(Saved data entries)
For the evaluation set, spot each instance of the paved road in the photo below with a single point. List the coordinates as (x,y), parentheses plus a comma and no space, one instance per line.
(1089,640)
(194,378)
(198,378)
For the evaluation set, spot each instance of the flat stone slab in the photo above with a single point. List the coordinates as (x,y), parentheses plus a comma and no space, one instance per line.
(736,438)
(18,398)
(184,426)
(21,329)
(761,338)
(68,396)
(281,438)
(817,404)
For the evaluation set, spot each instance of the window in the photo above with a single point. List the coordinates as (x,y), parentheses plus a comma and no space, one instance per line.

• **What is asked**: Reproduce the records above, line for line, with no changes.

• **Task answer**:
For the evaluation set, spot each instance of the paved road in the photo below with a single point. List the coordinates as (x,y), parentheses plus a comma and no space, one instance per line.
(1089,640)
(194,378)
(198,378)
For the evaluation set, spot each instance of the flat stone slab in the photo above with a single point. List the coordinates as (x,y), parentheses plus a comma and no space, one instance per line.
(736,438)
(18,398)
(184,426)
(21,329)
(761,338)
(68,396)
(281,438)
(817,404)
For the evaluation set, spot each instance of the window in the photo above with a single point. List the coordinates as (x,y), parentheses plus a comma and no space, one instance per line.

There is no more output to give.